Pasaje del documento:
Iván, un niño rubio de dientes separados, en Arabia. Iván, vestido de gaucho en el carnaval de Venecia.
-Y ésa es de cuando fui a presentar Los p erros del paraíso en París, en 1986. Ese es Sabato, en nuestra casa en París. Y ése soy yo en la casa de Heidegger. Y ahí con Borges, en la casa de Venecia. Eso es cuando gané el premio Rómulo Gallegos, con el presidente de Venezuela..
En el libro se pregunta: "Cómo no supe acompañarte? ¿Cómo no supe compartir tu depresión evidente? (...) Ceguera y comodidad (...). Esa indiferencia defensiva en la que los escritores se van transformando en seres despreciables".
-Lo desatendí. Lo único que hacíamos juntos era ir a jugar al tenis una vez por semana. No advertí nada de todas las cosas terribles que él vivía.

Tus instrucciones: Reproduce, por favor, el pasaje sobre Iván desde "Iván, un niño" hasta "presidente de Venezuela..". Las filas no intervienen en esto.

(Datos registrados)
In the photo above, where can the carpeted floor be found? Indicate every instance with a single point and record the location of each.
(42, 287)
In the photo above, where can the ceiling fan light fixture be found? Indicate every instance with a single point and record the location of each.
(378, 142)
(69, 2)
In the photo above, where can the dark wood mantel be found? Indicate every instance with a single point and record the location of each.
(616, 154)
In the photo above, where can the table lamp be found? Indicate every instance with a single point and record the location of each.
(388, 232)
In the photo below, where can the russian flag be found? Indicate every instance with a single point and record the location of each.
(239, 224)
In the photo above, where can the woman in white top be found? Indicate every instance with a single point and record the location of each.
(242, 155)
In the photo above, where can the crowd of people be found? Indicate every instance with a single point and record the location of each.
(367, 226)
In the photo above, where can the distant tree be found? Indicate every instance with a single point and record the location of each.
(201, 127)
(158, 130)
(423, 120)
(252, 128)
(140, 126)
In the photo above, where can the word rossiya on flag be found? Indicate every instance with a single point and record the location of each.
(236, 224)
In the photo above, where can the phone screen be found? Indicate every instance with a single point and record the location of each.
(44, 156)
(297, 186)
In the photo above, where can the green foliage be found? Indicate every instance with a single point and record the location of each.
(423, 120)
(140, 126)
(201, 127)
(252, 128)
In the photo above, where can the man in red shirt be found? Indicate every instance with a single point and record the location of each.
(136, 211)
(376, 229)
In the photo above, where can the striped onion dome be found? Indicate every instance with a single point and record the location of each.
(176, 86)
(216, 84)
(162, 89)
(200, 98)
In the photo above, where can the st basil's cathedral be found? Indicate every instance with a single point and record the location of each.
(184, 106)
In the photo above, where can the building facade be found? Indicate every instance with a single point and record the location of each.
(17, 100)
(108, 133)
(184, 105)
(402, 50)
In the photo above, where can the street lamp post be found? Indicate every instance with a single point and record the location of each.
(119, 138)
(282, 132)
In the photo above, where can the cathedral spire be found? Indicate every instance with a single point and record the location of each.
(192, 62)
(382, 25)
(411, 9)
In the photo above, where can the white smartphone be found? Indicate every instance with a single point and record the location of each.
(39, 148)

Resultado del ejercicio:
Iván, un niño rubio de dientes separados, en Arabia. Iván, vestido de gaucho en el carnaval de Venecia.
-Y ésa es de cuando fui a presentar Los p erros del paraíso en París, en 1986. Ese es Sabato, en nuestra casa en París. Y ése soy yo en la casa de Heidegger. Y ahí con Borges, en la casa de Venecia. Eso es cuando gané el premio Rómulo Gallegos, con el presidente de Venezuela..